Stated goal >> Rewrite every one of the lines below as a numbered list, skipping blank lines and leaving out the pictures.

(Items listed in a dataset)
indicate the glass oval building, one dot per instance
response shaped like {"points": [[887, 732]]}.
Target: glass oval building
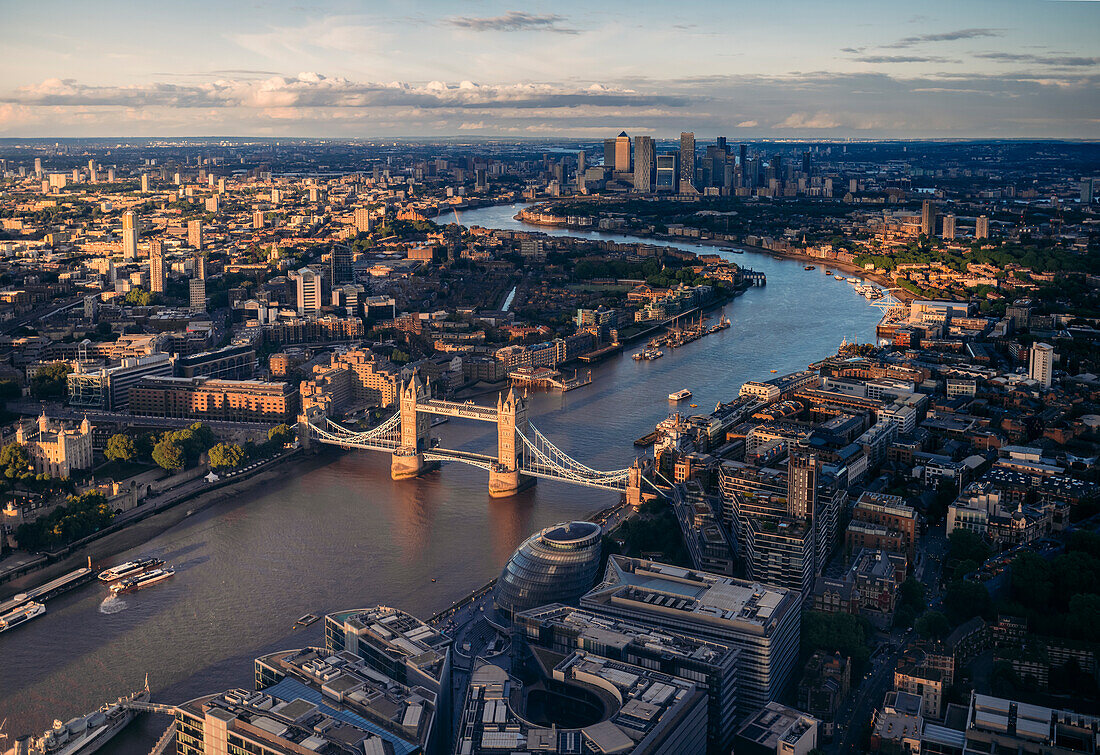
{"points": [[557, 565]]}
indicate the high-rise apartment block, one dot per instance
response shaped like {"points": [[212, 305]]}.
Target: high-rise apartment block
{"points": [[195, 233], [156, 272], [308, 284], [686, 160], [927, 218], [948, 232], [981, 227], [131, 229], [645, 163], [1041, 368]]}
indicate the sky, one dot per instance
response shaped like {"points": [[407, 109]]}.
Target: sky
{"points": [[781, 68]]}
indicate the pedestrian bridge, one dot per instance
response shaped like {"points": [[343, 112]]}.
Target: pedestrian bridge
{"points": [[523, 455]]}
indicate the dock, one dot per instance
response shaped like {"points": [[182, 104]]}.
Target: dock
{"points": [[52, 588]]}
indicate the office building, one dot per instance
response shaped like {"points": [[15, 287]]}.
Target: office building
{"points": [[981, 228], [220, 400], [623, 153], [404, 715], [668, 173], [761, 622], [341, 265], [563, 630], [232, 362], [131, 229], [307, 702], [777, 730], [363, 220], [57, 450], [308, 285], [927, 218], [645, 164], [584, 704], [999, 725], [686, 160], [1041, 365], [557, 565], [948, 232], [108, 389], [195, 233], [197, 291], [397, 645], [156, 266]]}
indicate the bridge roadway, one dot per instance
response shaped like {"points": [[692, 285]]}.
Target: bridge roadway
{"points": [[451, 408]]}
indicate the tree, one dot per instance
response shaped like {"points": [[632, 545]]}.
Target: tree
{"points": [[227, 456], [168, 455], [933, 625], [15, 461], [120, 447], [967, 546], [965, 600]]}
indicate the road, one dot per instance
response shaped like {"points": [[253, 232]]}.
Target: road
{"points": [[868, 695]]}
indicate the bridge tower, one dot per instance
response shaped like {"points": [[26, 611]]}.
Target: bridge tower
{"points": [[407, 460], [504, 477]]}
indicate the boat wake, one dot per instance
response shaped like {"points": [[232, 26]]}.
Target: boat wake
{"points": [[112, 604]]}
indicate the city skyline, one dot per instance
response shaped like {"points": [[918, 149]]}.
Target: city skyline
{"points": [[983, 69]]}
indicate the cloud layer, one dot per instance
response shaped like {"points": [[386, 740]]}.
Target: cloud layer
{"points": [[812, 104]]}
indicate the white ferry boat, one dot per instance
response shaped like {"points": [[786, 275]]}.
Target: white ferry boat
{"points": [[88, 733], [20, 615], [141, 581], [129, 569]]}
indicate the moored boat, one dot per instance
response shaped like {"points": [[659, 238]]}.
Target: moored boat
{"points": [[20, 615], [142, 581], [129, 569], [88, 733]]}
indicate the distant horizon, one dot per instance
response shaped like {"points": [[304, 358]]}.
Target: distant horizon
{"points": [[565, 138], [881, 69]]}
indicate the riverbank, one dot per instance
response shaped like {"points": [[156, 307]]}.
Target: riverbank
{"points": [[146, 522], [884, 282]]}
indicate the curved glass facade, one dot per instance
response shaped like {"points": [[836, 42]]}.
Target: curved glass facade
{"points": [[557, 565]]}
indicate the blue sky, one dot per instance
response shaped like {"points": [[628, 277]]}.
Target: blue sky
{"points": [[783, 68]]}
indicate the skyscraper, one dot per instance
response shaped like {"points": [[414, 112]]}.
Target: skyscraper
{"points": [[686, 159], [1042, 364], [645, 163], [195, 233], [981, 227], [197, 295], [309, 291], [131, 229], [927, 219], [668, 172], [623, 153], [156, 265], [948, 232], [341, 265], [364, 223]]}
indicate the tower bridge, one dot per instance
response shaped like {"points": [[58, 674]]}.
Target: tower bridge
{"points": [[523, 452]]}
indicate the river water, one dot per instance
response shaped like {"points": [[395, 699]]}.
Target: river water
{"points": [[336, 532]]}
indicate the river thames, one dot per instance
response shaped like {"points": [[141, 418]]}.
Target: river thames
{"points": [[337, 533]]}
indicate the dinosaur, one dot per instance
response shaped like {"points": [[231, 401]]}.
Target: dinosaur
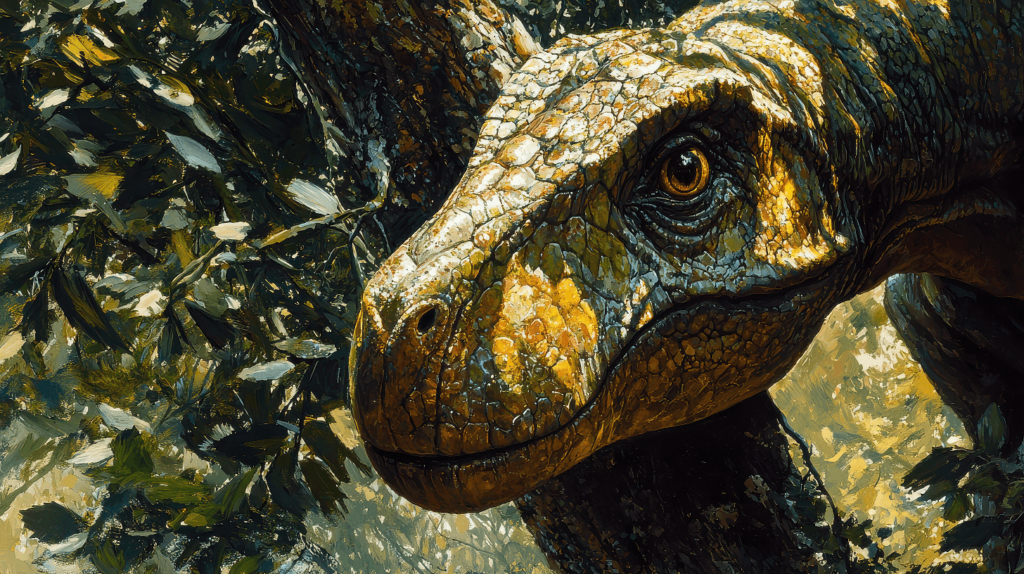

The solution >>
1. indicate the glass oval building, one dot per instance
2. response shaped like {"points": [[887, 732]]}.
3. Target: glass oval building
4. {"points": [[557, 565]]}
5. indicate the high-rise apartment block, one dot per instance
6. response shaped like {"points": [[212, 305]]}.
7. Target: high-rise apartment block
8. {"points": [[195, 233], [156, 272], [308, 284], [686, 160], [927, 218], [948, 232], [981, 227], [131, 229], [645, 163], [1041, 368]]}
9. indicate the sky, one dot per instance
10. response shaped like {"points": [[407, 109]]}.
11. Target: sky
12. {"points": [[781, 68]]}
13. indicate the pedestrian bridge, one dot per instance
14. response shaped like {"points": [[343, 112]]}.
15. Target: pedestrian bridge
16. {"points": [[523, 455]]}
17. indicate the dock, one dot per instance
18. response shaped like {"points": [[182, 104]]}.
19. Target: dock
20. {"points": [[52, 588]]}
21. indicate the office building, one dot per instance
22. response shaped like {"points": [[15, 287]]}.
23. Target: office building
24. {"points": [[981, 228], [220, 400], [623, 153], [404, 715], [668, 173], [761, 622], [341, 265], [563, 630], [232, 362], [131, 229], [307, 702], [777, 730], [363, 220], [57, 450], [308, 285], [927, 218], [645, 164], [584, 704], [999, 725], [686, 160], [1041, 365], [557, 565], [948, 232], [108, 389], [195, 233], [197, 291], [397, 645], [156, 266]]}
25. indicate the bridge roadway, one dot per instance
26. response shaped like {"points": [[692, 285]]}.
27. Target: bridge roadway
28. {"points": [[451, 408]]}
29. indicate the tree, one dot per instance
30. response shaped like {"points": [[632, 545]]}.
31. Target: tree
32. {"points": [[227, 456], [168, 455], [933, 625], [15, 461], [120, 447], [967, 546], [965, 600]]}
33. indicate the road, one dot per instance
34. response shaped like {"points": [[253, 232]]}.
35. Target: road
36. {"points": [[868, 695]]}
37. indicate the bridge tower, one dot per instance
38. response shaped like {"points": [[26, 611]]}.
39. Target: bridge tower
40. {"points": [[407, 460], [504, 477]]}
41. indicate the boat wake, one dot per instance
42. response shaped like {"points": [[232, 26]]}.
43. Target: boat wake
44. {"points": [[112, 604]]}
45. indicate the city skyline, one dot per instance
46. response shaped like {"points": [[918, 149]]}.
47. Target: city skyline
48. {"points": [[983, 69]]}
49. indicate the cloud layer, one dot per instance
50. response shaped like {"points": [[386, 740]]}.
51. Target: cloud layer
52. {"points": [[812, 104]]}
53. indicate the white ferry boat, one dot per instance
54. response shaped like {"points": [[786, 275]]}.
55. Target: white ferry boat
56. {"points": [[88, 733], [20, 615], [141, 581], [129, 569]]}
57. indicate the moored boat, one dot per instance
58. response shaped like {"points": [[659, 238]]}.
59. Target: moored boat
60. {"points": [[20, 615], [142, 581], [129, 569], [88, 733]]}
61. indicate the distant horizon, one dot per instance
62. response shaped like {"points": [[304, 358]]}.
63. Target: distant horizon
64. {"points": [[565, 138], [881, 69]]}
65. indicate the riverbank, one dot per instance
66. response shaped like {"points": [[156, 307]]}.
67. Target: riverbank
68. {"points": [[146, 522], [884, 282]]}
69. indicate the curved glass facade, one dot per instance
70. response shaped like {"points": [[836, 42]]}.
71. Target: curved glass facade
72. {"points": [[557, 565]]}
73. indicate the blue sky, one dot per instance
74. response shaped like {"points": [[628, 277]]}.
75. Target: blue sky
76. {"points": [[783, 68]]}
77. indicate the skyscraper, one dot per instance
78. response shaped like {"points": [[414, 112]]}.
79. Target: skyscraper
80. {"points": [[686, 159], [1042, 364], [645, 163], [195, 233], [981, 227], [197, 295], [309, 291], [131, 229], [927, 219], [668, 172], [623, 153], [156, 265], [948, 232], [341, 265], [364, 223]]}
81. indicate the tower bridge, one dot per instance
82. response shaped like {"points": [[58, 674]]}.
83. Target: tower bridge
84. {"points": [[523, 452]]}
85. indicate the river water, one dot per instance
86. response shaped like {"points": [[395, 699]]}.
87. Target: river water
88. {"points": [[336, 532]]}
89. indicate the river thames, one dot per instance
90. response shaped like {"points": [[141, 418]]}.
91. Target: river thames
92. {"points": [[337, 533]]}
93. indicate the dinosaur, one dot per instance
94. response shaped like {"points": [[231, 401]]}.
95. Target: dinosaur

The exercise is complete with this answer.